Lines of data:
## start

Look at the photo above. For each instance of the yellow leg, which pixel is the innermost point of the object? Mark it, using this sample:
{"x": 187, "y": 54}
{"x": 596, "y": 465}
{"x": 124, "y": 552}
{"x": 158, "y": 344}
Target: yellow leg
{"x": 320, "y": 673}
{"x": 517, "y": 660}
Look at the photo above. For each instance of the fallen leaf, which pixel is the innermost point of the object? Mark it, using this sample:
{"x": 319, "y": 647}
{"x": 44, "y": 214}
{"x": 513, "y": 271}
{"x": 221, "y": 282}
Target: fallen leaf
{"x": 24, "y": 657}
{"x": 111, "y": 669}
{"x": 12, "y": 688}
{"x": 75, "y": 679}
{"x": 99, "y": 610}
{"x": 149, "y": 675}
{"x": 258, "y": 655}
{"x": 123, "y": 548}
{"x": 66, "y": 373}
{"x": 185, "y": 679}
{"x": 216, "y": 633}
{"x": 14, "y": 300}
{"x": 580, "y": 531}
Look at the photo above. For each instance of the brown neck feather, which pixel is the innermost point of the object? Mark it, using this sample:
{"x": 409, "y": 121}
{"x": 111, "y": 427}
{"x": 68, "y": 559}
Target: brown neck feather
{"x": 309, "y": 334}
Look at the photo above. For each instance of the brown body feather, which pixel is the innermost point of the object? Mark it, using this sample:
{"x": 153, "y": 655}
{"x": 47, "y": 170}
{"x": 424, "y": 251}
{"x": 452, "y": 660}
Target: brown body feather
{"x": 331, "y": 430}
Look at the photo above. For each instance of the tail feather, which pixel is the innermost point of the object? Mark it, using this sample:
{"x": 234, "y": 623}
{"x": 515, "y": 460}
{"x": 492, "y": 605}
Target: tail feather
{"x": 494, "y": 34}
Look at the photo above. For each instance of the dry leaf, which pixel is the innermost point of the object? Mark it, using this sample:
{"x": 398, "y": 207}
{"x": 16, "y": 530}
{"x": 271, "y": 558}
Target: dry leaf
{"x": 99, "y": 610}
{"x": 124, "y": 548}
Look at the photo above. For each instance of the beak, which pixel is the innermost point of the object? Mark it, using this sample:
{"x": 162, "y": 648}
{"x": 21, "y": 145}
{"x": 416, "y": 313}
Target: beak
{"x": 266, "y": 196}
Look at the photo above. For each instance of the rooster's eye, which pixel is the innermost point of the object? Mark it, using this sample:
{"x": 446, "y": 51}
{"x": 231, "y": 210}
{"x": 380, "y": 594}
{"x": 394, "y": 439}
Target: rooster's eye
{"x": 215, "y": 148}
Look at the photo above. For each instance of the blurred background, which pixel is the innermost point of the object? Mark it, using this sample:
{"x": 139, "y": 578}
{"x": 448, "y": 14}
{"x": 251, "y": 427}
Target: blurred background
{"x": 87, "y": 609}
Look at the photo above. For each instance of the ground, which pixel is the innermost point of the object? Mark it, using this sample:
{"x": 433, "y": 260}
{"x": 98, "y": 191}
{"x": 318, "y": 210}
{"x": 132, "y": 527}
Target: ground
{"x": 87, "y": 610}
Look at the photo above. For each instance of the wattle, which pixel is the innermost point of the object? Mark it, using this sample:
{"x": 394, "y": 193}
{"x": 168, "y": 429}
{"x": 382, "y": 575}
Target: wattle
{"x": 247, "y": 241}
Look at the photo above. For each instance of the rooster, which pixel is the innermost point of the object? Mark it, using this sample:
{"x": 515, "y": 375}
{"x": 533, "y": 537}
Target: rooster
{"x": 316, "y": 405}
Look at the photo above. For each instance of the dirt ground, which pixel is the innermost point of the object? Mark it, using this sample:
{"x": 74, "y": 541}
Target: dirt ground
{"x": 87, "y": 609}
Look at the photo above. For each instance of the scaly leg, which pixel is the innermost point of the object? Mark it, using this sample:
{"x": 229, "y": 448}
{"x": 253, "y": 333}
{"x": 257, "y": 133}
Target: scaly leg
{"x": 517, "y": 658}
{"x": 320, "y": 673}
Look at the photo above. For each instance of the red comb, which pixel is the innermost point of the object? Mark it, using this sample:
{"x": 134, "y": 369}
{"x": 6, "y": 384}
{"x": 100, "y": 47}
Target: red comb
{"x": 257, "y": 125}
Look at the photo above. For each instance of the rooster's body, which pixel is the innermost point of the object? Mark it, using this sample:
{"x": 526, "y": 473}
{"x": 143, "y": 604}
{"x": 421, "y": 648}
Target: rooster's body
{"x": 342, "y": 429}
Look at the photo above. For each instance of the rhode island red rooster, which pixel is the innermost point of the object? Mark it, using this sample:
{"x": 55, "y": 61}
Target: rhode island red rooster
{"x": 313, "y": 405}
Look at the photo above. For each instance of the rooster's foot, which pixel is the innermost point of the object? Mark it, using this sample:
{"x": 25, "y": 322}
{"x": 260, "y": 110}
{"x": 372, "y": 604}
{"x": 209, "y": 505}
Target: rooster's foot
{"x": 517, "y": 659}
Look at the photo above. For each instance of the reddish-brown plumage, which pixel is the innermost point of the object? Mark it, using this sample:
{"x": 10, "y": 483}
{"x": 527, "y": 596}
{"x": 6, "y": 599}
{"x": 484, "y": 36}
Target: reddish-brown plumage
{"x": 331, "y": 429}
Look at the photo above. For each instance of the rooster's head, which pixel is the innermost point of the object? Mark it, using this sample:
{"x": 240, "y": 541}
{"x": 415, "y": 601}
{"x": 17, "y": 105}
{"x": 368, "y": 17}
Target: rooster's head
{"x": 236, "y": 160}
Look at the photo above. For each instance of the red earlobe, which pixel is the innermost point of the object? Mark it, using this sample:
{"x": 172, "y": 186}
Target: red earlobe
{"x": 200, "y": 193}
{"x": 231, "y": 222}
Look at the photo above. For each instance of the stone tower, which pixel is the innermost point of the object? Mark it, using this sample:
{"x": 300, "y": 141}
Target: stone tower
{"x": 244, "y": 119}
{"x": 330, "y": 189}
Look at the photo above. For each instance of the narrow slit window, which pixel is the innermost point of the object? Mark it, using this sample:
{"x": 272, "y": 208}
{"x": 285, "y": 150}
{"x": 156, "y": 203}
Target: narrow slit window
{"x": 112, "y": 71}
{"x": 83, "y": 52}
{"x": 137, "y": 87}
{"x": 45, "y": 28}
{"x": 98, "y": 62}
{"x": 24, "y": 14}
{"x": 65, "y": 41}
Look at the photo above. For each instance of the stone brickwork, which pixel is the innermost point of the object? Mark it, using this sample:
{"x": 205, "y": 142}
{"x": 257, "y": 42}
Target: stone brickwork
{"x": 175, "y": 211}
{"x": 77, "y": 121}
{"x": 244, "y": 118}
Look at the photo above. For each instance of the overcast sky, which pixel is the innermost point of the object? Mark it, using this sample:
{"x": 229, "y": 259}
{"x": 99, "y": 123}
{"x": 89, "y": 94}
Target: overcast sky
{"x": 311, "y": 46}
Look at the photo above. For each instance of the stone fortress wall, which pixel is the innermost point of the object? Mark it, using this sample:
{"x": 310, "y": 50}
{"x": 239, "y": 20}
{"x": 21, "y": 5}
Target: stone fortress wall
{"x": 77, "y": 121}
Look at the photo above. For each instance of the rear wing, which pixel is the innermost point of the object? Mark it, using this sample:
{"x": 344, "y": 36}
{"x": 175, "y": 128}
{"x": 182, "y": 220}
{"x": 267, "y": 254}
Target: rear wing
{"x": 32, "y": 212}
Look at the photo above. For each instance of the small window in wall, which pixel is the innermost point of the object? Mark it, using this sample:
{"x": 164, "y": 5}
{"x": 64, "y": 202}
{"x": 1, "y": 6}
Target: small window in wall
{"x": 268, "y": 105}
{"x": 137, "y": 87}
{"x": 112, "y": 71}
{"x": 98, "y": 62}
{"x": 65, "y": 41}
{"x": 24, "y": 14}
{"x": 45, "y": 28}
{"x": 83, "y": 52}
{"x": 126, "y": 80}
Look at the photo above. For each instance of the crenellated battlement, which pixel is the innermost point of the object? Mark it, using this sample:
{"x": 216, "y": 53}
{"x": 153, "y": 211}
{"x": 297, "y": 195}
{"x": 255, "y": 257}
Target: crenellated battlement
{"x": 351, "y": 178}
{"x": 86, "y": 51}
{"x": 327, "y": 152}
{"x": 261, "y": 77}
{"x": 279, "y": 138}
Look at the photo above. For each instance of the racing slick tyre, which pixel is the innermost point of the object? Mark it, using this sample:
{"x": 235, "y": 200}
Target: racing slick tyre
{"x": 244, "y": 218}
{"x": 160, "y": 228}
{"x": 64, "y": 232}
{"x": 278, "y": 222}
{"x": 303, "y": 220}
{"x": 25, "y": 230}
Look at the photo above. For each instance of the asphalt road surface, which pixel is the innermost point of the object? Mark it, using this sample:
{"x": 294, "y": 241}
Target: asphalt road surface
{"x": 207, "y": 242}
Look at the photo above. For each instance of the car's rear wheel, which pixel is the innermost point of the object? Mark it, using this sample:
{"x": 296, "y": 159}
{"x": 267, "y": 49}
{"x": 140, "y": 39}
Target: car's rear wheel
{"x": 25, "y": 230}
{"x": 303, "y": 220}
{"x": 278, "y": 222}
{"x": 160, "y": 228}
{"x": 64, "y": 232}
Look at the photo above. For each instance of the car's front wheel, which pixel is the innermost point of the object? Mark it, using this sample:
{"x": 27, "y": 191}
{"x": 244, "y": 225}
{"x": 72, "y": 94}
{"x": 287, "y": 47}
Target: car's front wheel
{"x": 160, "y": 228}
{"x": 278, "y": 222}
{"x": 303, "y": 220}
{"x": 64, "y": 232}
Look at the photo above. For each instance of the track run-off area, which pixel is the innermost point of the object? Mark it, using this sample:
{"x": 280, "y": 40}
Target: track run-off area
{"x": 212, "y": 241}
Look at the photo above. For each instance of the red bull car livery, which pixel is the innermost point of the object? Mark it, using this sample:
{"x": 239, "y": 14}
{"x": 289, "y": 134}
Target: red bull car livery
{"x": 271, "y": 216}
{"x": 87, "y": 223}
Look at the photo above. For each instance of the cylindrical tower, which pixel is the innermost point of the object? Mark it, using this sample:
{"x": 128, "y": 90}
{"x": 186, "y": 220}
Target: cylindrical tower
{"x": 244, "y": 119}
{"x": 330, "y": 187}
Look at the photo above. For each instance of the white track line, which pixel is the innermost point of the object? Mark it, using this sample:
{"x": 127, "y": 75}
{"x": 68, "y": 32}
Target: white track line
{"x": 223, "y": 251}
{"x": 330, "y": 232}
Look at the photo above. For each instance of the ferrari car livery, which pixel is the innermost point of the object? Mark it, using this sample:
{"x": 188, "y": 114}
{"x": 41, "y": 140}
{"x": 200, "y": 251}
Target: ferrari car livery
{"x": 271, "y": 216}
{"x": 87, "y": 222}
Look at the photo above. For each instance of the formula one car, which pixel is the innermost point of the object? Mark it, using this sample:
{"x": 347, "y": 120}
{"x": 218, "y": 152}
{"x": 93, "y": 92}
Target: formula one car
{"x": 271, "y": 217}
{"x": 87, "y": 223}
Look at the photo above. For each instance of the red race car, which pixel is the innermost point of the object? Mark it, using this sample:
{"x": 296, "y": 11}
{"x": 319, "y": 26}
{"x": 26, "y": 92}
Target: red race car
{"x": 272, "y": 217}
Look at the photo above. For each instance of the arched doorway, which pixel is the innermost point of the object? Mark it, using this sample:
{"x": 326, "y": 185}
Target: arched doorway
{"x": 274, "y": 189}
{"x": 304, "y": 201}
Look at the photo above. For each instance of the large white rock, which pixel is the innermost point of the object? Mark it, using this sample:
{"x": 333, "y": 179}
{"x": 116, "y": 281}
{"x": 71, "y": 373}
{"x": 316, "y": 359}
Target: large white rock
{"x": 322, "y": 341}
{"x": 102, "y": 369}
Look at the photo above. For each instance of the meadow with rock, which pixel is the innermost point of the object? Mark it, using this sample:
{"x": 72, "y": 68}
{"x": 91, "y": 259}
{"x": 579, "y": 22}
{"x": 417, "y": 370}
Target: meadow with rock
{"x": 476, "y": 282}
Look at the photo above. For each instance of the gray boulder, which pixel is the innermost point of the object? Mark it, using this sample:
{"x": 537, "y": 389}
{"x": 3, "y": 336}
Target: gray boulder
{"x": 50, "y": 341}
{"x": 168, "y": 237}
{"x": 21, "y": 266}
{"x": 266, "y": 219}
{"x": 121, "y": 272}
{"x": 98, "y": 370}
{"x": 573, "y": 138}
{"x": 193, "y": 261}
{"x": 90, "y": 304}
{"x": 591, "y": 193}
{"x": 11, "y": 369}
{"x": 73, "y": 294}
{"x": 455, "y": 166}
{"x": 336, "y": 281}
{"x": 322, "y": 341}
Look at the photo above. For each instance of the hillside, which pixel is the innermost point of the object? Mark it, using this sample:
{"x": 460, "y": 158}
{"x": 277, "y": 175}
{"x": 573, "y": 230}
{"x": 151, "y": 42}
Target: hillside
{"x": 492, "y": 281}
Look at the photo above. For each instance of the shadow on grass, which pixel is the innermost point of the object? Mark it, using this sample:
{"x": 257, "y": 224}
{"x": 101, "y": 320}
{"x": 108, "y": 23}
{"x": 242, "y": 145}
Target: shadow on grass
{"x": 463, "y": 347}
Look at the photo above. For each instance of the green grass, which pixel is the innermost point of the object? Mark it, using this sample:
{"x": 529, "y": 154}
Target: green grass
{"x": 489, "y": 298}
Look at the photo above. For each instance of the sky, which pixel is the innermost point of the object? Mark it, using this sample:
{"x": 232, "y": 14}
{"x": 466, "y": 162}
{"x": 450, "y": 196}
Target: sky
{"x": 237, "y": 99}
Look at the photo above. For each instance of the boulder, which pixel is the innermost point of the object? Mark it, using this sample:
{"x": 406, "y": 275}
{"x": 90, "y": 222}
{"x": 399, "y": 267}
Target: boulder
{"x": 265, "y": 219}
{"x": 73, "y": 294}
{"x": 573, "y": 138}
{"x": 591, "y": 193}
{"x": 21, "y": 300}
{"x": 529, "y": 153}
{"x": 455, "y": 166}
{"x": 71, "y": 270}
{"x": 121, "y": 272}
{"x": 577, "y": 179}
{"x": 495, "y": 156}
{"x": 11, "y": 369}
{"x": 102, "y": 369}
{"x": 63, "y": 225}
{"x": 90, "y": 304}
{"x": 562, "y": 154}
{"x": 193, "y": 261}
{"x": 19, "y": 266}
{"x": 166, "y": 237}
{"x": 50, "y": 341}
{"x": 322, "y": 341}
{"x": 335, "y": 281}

## end

• [Short task] Reproduce the lines from the one containing "the boulder, which" to the end of the entries, keeping both ends and adding nothing.

• [Exercise answer]
Look at the photo above. For each instance of the boulder, which pixel is the innermost point of the object? Mark it, using this sample:
{"x": 406, "y": 275}
{"x": 90, "y": 222}
{"x": 399, "y": 267}
Target: boulder
{"x": 265, "y": 219}
{"x": 73, "y": 294}
{"x": 573, "y": 138}
{"x": 591, "y": 193}
{"x": 21, "y": 300}
{"x": 529, "y": 153}
{"x": 455, "y": 166}
{"x": 71, "y": 270}
{"x": 121, "y": 272}
{"x": 577, "y": 179}
{"x": 495, "y": 156}
{"x": 11, "y": 369}
{"x": 102, "y": 369}
{"x": 63, "y": 225}
{"x": 90, "y": 304}
{"x": 562, "y": 154}
{"x": 193, "y": 261}
{"x": 19, "y": 266}
{"x": 166, "y": 237}
{"x": 50, "y": 341}
{"x": 322, "y": 341}
{"x": 335, "y": 281}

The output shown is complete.